▸ **WRITTEN TASK**: In every one of the entries below, substitute "single point" for "single marker" and leave everything else unchanged.

## start

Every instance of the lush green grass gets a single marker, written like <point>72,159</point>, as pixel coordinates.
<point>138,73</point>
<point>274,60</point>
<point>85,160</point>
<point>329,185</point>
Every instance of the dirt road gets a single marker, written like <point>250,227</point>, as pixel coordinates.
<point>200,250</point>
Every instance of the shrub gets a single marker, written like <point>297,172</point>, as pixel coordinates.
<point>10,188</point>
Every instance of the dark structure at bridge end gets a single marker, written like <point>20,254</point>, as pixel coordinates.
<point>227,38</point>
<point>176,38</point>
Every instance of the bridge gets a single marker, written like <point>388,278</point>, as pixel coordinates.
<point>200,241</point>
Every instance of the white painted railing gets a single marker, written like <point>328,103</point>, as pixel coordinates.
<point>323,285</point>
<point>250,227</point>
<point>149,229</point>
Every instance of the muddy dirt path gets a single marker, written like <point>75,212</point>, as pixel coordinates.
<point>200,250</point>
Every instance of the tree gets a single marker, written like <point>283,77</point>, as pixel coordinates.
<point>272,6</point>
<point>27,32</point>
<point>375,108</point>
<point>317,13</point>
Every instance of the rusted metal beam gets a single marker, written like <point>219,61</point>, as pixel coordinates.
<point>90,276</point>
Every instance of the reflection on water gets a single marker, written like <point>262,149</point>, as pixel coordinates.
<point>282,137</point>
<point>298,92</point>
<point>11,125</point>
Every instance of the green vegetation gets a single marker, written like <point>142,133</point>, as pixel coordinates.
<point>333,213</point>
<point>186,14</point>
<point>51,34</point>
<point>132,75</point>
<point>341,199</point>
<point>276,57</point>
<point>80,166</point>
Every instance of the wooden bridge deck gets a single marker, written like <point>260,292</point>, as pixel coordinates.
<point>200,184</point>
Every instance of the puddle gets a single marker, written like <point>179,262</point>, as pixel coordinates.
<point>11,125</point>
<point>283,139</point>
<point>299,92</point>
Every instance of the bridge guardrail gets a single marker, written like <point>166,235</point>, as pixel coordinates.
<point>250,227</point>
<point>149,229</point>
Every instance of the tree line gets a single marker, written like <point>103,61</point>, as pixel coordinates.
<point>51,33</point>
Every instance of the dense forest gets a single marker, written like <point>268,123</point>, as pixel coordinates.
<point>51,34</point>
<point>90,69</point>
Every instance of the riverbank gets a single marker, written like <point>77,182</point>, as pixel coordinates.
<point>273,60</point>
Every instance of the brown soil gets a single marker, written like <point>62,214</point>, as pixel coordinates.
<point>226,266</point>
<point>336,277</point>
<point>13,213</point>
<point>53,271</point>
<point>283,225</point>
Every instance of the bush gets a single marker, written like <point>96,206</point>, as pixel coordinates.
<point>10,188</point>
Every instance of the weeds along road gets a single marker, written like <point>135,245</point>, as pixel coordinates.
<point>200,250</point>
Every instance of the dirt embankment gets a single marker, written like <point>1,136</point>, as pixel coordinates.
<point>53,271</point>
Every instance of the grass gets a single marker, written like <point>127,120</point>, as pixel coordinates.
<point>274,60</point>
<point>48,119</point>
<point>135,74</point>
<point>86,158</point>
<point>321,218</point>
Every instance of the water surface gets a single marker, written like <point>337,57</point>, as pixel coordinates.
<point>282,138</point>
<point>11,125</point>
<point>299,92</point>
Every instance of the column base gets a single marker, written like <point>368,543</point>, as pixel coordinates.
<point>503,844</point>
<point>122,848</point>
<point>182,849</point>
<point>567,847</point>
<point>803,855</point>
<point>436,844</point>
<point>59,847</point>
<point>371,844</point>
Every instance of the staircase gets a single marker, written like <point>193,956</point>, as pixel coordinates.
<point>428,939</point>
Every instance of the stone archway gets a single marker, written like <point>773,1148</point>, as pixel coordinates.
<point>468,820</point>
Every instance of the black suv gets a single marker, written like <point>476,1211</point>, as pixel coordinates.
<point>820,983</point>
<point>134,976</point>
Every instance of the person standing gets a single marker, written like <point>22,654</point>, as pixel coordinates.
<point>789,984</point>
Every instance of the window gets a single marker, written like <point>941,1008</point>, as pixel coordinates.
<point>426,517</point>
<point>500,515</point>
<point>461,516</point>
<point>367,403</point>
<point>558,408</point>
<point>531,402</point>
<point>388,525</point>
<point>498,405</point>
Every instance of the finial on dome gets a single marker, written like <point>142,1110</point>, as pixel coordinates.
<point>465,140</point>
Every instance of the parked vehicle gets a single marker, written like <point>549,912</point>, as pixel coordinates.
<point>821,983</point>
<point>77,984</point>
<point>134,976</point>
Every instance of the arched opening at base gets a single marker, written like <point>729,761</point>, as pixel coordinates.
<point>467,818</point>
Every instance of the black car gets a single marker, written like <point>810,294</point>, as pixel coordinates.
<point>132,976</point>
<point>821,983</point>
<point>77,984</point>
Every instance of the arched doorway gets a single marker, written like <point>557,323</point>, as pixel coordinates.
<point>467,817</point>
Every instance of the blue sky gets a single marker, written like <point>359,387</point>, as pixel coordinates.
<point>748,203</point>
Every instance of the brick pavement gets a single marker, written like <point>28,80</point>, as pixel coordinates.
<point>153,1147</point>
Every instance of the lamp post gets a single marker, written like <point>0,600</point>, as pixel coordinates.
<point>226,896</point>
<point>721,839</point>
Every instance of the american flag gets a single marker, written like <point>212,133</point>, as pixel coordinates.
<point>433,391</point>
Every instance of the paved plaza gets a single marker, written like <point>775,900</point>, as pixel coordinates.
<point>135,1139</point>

## end

▸ **THE SOLUTION**:
Every instance of the lush green grass gets a single point, written like <point>72,159</point>, as pixel coordinates.
<point>138,73</point>
<point>274,60</point>
<point>85,160</point>
<point>329,185</point>
Every instance of the dirt road gets a single point, written like <point>250,227</point>, as pixel coordinates.
<point>200,250</point>
Every instance of the shrub gets a single point, written like <point>297,172</point>, as pixel coordinates.
<point>10,188</point>
Every instance of the dark structure at bridge end gets a single point, written like <point>20,254</point>, as pixel coordinates.
<point>227,38</point>
<point>176,38</point>
Every instance of the bridge gets a single point, written like <point>388,278</point>, as pixel coordinates.
<point>200,241</point>
Every instance of the white painted railing gets a single point, written like <point>328,103</point>, as pixel coordinates.
<point>323,285</point>
<point>250,227</point>
<point>149,229</point>
Every instance of the muddy dirt path gets a single point, written like <point>75,212</point>, as pixel coordinates.
<point>200,250</point>
Every instance of the tree gets a single point, written like <point>283,77</point>, as pixel coordinates.
<point>272,6</point>
<point>27,32</point>
<point>375,108</point>
<point>317,13</point>
Every instance of the rusted metal beam gets a single point, written like <point>219,61</point>, as pixel coordinates.
<point>90,276</point>
Every instance of the reflection on water gets a single point, written like <point>262,149</point>, as pixel coordinates.
<point>282,137</point>
<point>298,92</point>
<point>11,125</point>
Every instance of the green vegetation gets a single point, written like <point>142,133</point>, as pixel coordinates.
<point>333,213</point>
<point>186,14</point>
<point>51,34</point>
<point>132,75</point>
<point>341,199</point>
<point>276,57</point>
<point>80,166</point>
Every instance of the wooden bridge deck gets a single point, written like <point>260,292</point>, as pixel coordinates.
<point>200,184</point>
Every instance of the puddle gets a single point, written like <point>179,262</point>, as pixel coordinates.
<point>11,125</point>
<point>283,139</point>
<point>299,92</point>
Every instance of the bridge guardrail gets a single point, written like <point>166,235</point>, as pixel coordinates.
<point>250,227</point>
<point>149,229</point>
Every instance of the tree line gets a single point, written like <point>103,61</point>, as pixel coordinates.
<point>51,33</point>
Every instance of the dense forest gets a single point, written like <point>268,123</point>, as pixel coordinates.
<point>51,34</point>
<point>90,69</point>
Every instance of the riverbank gets a single point, written like <point>77,182</point>, as pixel coordinates.
<point>273,60</point>
Every instance of the brown soil gets a single point, written like <point>62,214</point>, as pixel coordinates.
<point>226,266</point>
<point>336,277</point>
<point>13,213</point>
<point>53,271</point>
<point>283,225</point>
Every instance of the bush gets a single point, written like <point>96,206</point>, as pixel coordinates.
<point>10,188</point>
Every instance of the weeds along road gets a single point, written like <point>135,245</point>, as pixel coordinates.
<point>200,250</point>
Every instance of the dirt embankment gets a single point, written like <point>1,136</point>, as pixel coordinates.
<point>53,271</point>
Every instance of the grass gets a single point, written like <point>127,120</point>, as pixel coordinates.
<point>274,60</point>
<point>48,119</point>
<point>135,74</point>
<point>86,158</point>
<point>321,218</point>
Every instance of the water surface gets a single point, written like <point>337,57</point>, as pixel coordinates.
<point>282,138</point>
<point>11,125</point>
<point>299,92</point>
Every instance of the column base gets a single point, written like <point>368,543</point>, as pixel coordinates.
<point>503,844</point>
<point>122,848</point>
<point>182,849</point>
<point>567,847</point>
<point>803,855</point>
<point>436,844</point>
<point>59,847</point>
<point>371,844</point>
Every instance of the staircase gets a single point, written like <point>193,956</point>, as pixel coordinates.
<point>428,939</point>
Every instance of the stone archway gets a single point, written like <point>773,1148</point>, as pixel coordinates.
<point>468,820</point>
Every instance of the black suv gets a single point, written like <point>476,1211</point>, as pixel coordinates.
<point>820,983</point>
<point>134,976</point>
Every instance of the person standing gets a single point, written like <point>22,654</point>, as pixel coordinates.
<point>789,984</point>
Every instance of the window gets a single point, written like <point>941,1008</point>, as pixel coordinates.
<point>426,517</point>
<point>500,515</point>
<point>461,516</point>
<point>367,403</point>
<point>558,408</point>
<point>531,402</point>
<point>388,525</point>
<point>498,405</point>
Every instance of the finial on dome gets a single point, written like <point>142,1110</point>, as pixel coordinates.
<point>465,140</point>
Every instance of the parked vehicle gets a single point, written like <point>549,912</point>, as pixel coordinates.
<point>821,983</point>
<point>77,984</point>
<point>134,976</point>
Every instance of the arched opening at base gets a single point, written like <point>729,761</point>, as pixel coordinates.
<point>467,818</point>
Every instance of the black car gets a single point, written like <point>810,294</point>, as pixel coordinates.
<point>132,976</point>
<point>821,983</point>
<point>77,984</point>
Every instance of the arched doorway gets a single point, written like <point>557,323</point>, as pixel coordinates.
<point>467,817</point>
Every instance of the blue sky gets a single point, written like <point>359,387</point>, as pixel coordinates.
<point>748,203</point>
Every instance of the brick pavement gets a single point, written like <point>28,80</point>, as pixel coordinates.
<point>153,1147</point>
Every instance of the lamp post gets a single point, written like <point>0,600</point>, as pixel coordinates.
<point>226,896</point>
<point>721,839</point>
Every instance of the american flag gets a single point, written like <point>212,133</point>, as pixel coordinates.
<point>433,391</point>
Every instance of the paved plaza gets a single point, written like <point>775,900</point>, as pixel coordinates.
<point>135,1139</point>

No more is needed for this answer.